Reading text =
○ ○ ○
In the present invention, super-paramagnetic nanoparticles of rare earth metal oxides (such as erbium oxide Er2O3 or europium oxide Eu2O3) are evenly embedded into a silica (SiO2) glass matrix to form a composite dielectric material showing colossal magnetodielectric (MD) effect, wherein the composite dielectric material can be applied to a dielectric layer of a semiconductor wafer. This colossal MD behavior in this glassy system is related to the magnetic spin and the dipole coupling through the lattice, so as to be able to develop magnetoresistance change effects associated with nanoparticles size and concentration. For example, a sol-gel technique can be used to cause the growth of Er2O3 magnetic oxides in inorganic silica matrix. Among various rare earth oxides, Er2O3 has the highest MD effect, the highest resistivity (1012-1015 cm−3), a larger band gap (Eg=5-7 eV), a static dielectric constant value (k) about 14, good thermodynamic stability with silicon and etc. The sol-gel process can provide a convenient way for designing rare earth metal oxide nanoparticles with nearly uniform sizes and homogeneous dispersion in the silica matrix. Thus, the present invention will describe the sol-gel process used for the preparation of rare earth metal oxide nanoparticles in SiO2 matrix more detailed hereinafter.
The present invention will provide a preferred embodiment hereinafter, wherein the erbium oxide Er2O3 is exemplified to explain the technical concept of the present invention. In the preferred embodiment of the present invention, a composite system of erbium oxide and silica glass showing colossal magnetodielectric behavior can be synthesized at room temperature under atmospheric condition by a simple and economic single-step process. Firstly, a silica gel doped with erbium oxide is prepared by tetraethylorthosilicate (TEOS, i.e. Si(OC2H5)4) and the dopant of erbium chloride (ErCl3), wherein the dopant concentration of erbium chloride is preferably ranged from 0.5 mol %, and the remaining is 99.5 mol % silica (SiO2); and wherein erbium chloride will be converted into erbium oxide after being treated at high temperature by the following calcination. The manufacturing method of the present invention is based on a hydrolysis of precursors (TEOS), a water condensation of hydrolyzed TEOS and an alcoholic condensation thereof, wherein the foregoing reactions are carried out in a medium containing a hydro-alcoholic solution of erbium salt and are listed, as follows:
Hydrolysis of TEOS:
Si(OC2H5)4+4nH2O→nSi(OH)4+4nC2H5OH
Water condensation:
nSi(OH)4→nSiO2+2nH2O
Alcoholic condensation:
nSi(OC2H5)4+2H2O→nSiO2+4nC2H5OH
After finishing the sol-gel step, the composite of erbium oxide and silica glass of the present invention is dried at room temperature about 3 to 6 weeks, so as to obtain a monolithic transparent gel sample. Then, the room temperature is gradually raised to a high temperature to process the composite of erbium oxide and silica glass is calcined (i.e. annealed) by multi-step calcinations, to reach different predetermined maximum calcination temperatures (700° C., 800° C., 900° C. and 1200° C.), as shown in the following temperature raising flowchart, wherein temperature raising speed (° C./min) and duration (hours) of each of temperature raising steps is different from each other, but the difference value is not limited thereto. The silica gels doped with erbium calcined by the three different maximum calcination temperatures are also called Er05-7, Er05-8 and Er05-12 in turn hereinafter, wherein the Er05-7, Er05-8, Er05-9 and Er05-12 represent that three embodiments of composite samples of erbium oxide and silica glass having 0.5 mol % Er2O3 are prepared under different predetermined maximum calcination temperatures (700° C., 800° C., 900° C. and 1200° C.) in turn.
○ ○ ○
Stored data =
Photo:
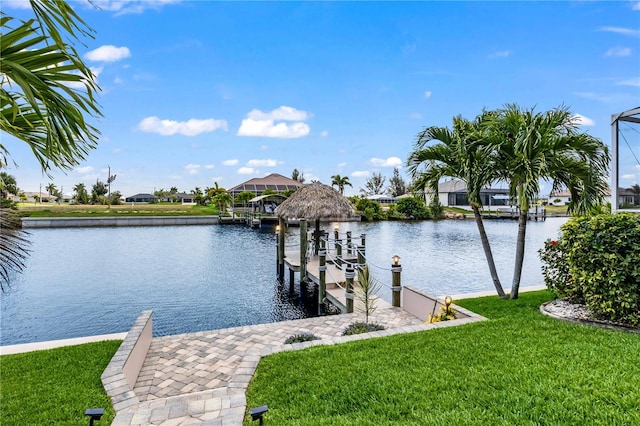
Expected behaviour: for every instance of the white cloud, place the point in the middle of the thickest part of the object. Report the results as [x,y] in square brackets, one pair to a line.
[191,127]
[267,129]
[192,169]
[247,171]
[581,120]
[83,170]
[284,113]
[16,4]
[500,54]
[263,124]
[262,163]
[624,31]
[80,85]
[108,53]
[618,51]
[631,82]
[389,162]
[124,7]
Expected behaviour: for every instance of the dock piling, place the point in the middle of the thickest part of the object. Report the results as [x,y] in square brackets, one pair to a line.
[322,275]
[396,284]
[349,275]
[280,229]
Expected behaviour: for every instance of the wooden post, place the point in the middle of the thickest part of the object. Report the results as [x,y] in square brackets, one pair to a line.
[303,249]
[281,247]
[322,269]
[396,284]
[277,254]
[349,275]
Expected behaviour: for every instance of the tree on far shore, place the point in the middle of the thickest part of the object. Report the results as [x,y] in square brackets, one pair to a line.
[340,182]
[373,185]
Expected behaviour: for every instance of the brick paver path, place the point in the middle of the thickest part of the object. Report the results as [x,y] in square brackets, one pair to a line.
[201,378]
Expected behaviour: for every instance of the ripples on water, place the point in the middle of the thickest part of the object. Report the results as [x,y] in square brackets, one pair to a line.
[87,281]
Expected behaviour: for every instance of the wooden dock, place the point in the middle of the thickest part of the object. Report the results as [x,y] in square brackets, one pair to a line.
[334,281]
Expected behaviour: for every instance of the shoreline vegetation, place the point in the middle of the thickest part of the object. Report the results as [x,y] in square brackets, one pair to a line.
[53,210]
[518,367]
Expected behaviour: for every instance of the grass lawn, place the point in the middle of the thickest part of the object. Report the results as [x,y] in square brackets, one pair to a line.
[55,386]
[80,210]
[518,368]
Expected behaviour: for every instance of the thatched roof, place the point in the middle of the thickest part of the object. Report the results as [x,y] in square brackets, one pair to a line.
[315,201]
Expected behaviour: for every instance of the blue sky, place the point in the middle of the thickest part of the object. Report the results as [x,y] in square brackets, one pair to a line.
[197,92]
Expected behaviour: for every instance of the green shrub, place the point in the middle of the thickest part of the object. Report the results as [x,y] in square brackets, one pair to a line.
[597,262]
[436,209]
[299,338]
[371,210]
[360,327]
[413,208]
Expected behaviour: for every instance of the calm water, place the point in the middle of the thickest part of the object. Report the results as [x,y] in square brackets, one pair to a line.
[87,281]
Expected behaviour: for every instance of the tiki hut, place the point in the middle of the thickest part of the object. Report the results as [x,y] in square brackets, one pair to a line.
[314,202]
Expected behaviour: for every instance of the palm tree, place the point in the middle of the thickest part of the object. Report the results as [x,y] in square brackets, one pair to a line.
[8,185]
[39,103]
[81,195]
[636,193]
[51,188]
[547,146]
[222,200]
[340,182]
[457,154]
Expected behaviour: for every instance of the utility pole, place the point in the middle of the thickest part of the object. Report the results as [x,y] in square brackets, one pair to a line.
[109,180]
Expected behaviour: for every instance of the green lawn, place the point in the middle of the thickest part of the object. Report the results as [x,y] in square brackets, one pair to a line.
[79,210]
[55,386]
[520,367]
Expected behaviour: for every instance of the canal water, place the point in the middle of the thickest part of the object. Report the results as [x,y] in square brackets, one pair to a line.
[88,281]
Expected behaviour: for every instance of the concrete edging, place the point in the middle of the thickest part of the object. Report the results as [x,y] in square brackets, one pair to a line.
[599,324]
[120,376]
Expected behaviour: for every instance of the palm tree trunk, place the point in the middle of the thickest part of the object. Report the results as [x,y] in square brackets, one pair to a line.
[487,252]
[517,272]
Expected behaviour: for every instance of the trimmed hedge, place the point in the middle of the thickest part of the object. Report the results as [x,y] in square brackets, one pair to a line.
[597,262]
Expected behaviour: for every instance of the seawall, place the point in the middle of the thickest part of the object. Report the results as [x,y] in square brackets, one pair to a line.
[82,222]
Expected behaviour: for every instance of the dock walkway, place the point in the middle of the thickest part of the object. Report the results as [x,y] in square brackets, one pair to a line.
[334,280]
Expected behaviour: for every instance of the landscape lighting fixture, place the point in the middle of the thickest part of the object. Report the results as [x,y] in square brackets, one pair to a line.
[447,301]
[258,412]
[94,414]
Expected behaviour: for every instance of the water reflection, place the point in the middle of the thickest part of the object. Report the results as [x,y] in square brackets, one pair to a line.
[88,281]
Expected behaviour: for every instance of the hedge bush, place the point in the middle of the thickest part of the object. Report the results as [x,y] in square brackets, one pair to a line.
[597,262]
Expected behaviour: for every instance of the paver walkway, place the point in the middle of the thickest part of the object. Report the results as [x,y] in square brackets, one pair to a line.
[201,378]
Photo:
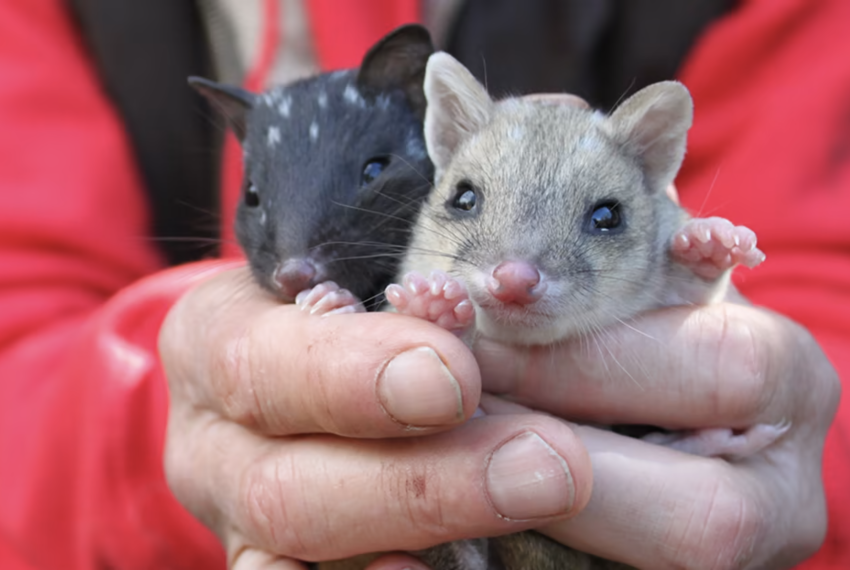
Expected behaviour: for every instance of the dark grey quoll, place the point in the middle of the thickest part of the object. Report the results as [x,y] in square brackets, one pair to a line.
[335,169]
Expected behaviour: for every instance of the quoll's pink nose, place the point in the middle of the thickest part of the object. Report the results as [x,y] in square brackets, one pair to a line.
[515,282]
[294,276]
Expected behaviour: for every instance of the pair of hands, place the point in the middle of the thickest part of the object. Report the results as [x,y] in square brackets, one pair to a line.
[297,437]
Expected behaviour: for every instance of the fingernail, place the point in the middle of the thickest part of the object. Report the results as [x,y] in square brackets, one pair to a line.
[527,479]
[417,389]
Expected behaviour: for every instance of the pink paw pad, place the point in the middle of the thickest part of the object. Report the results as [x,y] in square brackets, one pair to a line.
[710,246]
[328,298]
[721,442]
[440,299]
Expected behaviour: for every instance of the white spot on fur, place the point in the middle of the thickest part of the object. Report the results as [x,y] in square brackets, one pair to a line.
[415,149]
[273,136]
[352,95]
[285,106]
[590,142]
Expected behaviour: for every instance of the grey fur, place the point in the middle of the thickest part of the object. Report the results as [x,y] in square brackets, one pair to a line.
[305,146]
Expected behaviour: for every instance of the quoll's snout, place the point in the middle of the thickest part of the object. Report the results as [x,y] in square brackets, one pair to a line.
[294,275]
[517,282]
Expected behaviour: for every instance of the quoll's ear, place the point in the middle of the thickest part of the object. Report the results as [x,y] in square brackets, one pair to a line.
[458,107]
[652,125]
[233,102]
[398,61]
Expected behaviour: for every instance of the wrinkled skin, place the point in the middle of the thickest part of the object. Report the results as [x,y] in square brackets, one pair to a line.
[250,377]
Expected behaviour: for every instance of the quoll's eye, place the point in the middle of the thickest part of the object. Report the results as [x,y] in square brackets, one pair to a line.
[605,216]
[466,198]
[252,197]
[372,169]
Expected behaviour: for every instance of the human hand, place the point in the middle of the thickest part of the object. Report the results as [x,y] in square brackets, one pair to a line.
[298,437]
[724,365]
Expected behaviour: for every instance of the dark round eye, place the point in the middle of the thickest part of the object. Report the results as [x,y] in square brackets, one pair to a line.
[605,216]
[465,197]
[372,169]
[252,197]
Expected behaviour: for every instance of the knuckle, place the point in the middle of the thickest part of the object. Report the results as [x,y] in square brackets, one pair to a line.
[273,507]
[233,377]
[745,385]
[415,492]
[723,535]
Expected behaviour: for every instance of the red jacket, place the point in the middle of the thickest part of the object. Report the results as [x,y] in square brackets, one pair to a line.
[83,400]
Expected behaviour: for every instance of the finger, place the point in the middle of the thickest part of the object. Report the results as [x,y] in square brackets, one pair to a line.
[253,559]
[231,348]
[326,497]
[397,562]
[724,364]
[657,508]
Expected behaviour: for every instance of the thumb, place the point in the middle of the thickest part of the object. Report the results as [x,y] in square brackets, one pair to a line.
[251,558]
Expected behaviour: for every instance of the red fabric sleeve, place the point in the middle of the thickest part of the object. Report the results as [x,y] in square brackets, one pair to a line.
[770,149]
[82,400]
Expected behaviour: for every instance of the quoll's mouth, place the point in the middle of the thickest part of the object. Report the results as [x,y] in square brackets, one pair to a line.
[515,313]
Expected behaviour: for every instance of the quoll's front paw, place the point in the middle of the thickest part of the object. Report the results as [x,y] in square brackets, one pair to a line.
[328,298]
[710,246]
[722,442]
[441,299]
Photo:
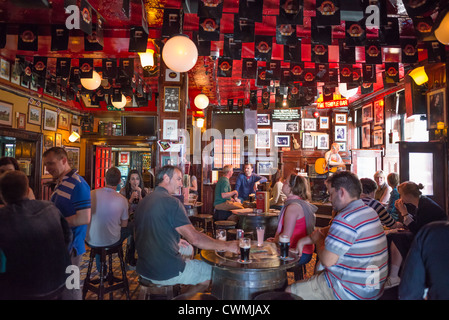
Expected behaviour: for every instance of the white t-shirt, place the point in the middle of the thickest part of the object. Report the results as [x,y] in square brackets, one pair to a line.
[108,209]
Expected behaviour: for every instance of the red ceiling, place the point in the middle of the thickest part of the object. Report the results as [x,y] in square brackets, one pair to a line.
[201,77]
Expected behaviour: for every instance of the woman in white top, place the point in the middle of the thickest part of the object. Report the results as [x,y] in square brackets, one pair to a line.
[277,197]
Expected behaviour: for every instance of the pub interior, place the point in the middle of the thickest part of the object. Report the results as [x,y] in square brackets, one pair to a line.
[272,83]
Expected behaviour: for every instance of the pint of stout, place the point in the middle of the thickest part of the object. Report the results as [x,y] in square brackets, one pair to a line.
[284,244]
[245,246]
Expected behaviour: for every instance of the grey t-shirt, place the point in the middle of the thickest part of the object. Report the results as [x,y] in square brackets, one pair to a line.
[156,219]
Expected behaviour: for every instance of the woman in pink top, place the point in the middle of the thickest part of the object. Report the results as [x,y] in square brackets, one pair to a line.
[297,217]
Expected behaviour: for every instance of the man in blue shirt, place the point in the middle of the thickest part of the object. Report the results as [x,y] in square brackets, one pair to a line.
[248,182]
[72,197]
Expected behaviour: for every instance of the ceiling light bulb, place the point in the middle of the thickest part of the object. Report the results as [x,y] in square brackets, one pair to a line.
[180,53]
[91,83]
[201,101]
[120,104]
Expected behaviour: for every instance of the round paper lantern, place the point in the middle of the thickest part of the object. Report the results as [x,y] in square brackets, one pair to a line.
[201,101]
[91,83]
[180,53]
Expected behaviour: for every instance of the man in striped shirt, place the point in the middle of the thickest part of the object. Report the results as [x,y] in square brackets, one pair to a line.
[72,197]
[369,187]
[353,249]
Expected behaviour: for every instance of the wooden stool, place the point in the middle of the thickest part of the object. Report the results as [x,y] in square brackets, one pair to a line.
[204,221]
[152,291]
[113,282]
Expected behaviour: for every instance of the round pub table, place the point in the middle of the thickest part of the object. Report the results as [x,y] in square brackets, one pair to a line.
[234,280]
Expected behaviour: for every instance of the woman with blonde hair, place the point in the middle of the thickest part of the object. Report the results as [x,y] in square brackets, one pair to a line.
[415,211]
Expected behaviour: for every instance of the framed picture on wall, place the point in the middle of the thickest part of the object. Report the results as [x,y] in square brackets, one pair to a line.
[379,112]
[436,108]
[340,133]
[367,113]
[170,129]
[50,120]
[366,136]
[5,113]
[171,99]
[34,115]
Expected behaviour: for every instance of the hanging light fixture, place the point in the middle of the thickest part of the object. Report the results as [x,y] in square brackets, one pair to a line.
[91,83]
[343,88]
[180,53]
[147,58]
[441,27]
[201,101]
[419,75]
[120,104]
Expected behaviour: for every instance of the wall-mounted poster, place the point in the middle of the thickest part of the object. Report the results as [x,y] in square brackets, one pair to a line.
[171,99]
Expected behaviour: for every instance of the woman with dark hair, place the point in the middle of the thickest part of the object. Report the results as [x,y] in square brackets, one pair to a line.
[297,218]
[277,197]
[11,164]
[134,191]
[415,211]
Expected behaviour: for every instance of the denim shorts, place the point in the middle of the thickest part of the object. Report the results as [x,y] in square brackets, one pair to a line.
[195,272]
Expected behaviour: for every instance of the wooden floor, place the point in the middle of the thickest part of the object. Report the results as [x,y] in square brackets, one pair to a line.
[134,286]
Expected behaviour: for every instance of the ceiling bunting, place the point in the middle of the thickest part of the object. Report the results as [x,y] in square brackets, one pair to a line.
[373,52]
[243,29]
[209,29]
[231,48]
[273,70]
[285,33]
[39,71]
[138,39]
[322,72]
[28,37]
[292,53]
[346,73]
[420,8]
[366,88]
[263,47]
[85,17]
[210,9]
[93,41]
[436,52]
[265,98]
[3,33]
[297,71]
[327,12]
[110,70]
[328,93]
[355,33]
[409,50]
[63,67]
[320,34]
[251,10]
[224,67]
[291,12]
[391,72]
[320,53]
[423,28]
[249,68]
[171,24]
[59,38]
[309,78]
[389,32]
[369,73]
[86,67]
[347,53]
[261,80]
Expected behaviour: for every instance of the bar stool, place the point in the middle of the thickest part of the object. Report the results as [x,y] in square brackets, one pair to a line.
[204,221]
[113,282]
[152,291]
[226,224]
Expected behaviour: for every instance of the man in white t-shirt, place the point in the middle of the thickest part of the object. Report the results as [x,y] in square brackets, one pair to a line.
[109,212]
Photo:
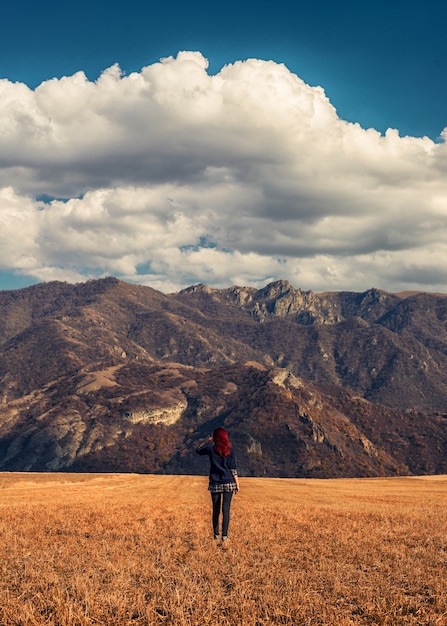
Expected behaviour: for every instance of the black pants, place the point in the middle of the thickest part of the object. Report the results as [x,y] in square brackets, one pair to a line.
[221,501]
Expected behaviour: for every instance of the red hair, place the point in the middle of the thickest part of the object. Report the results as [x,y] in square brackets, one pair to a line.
[222,444]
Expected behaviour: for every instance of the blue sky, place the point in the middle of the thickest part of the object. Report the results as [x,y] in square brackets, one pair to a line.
[381,65]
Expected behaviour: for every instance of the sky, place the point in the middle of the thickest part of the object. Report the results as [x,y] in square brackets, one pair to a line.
[170,144]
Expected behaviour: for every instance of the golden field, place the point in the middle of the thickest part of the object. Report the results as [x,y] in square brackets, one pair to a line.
[126,549]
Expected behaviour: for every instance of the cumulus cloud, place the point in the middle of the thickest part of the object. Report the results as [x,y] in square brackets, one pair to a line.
[172,176]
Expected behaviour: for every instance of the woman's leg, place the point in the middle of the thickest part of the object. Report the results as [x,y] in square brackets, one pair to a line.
[216,498]
[227,495]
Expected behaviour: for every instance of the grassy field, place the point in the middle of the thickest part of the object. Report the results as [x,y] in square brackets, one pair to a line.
○ ○ ○
Description of the task =
Name every reaction that the text on the erbium oxide and silica composite lists under its own heading. The lines here have no connection to the text on the erbium oxide and silica composite.

Response below =
Hydrolysis of TEOS, water condensation, alcoholic condensation.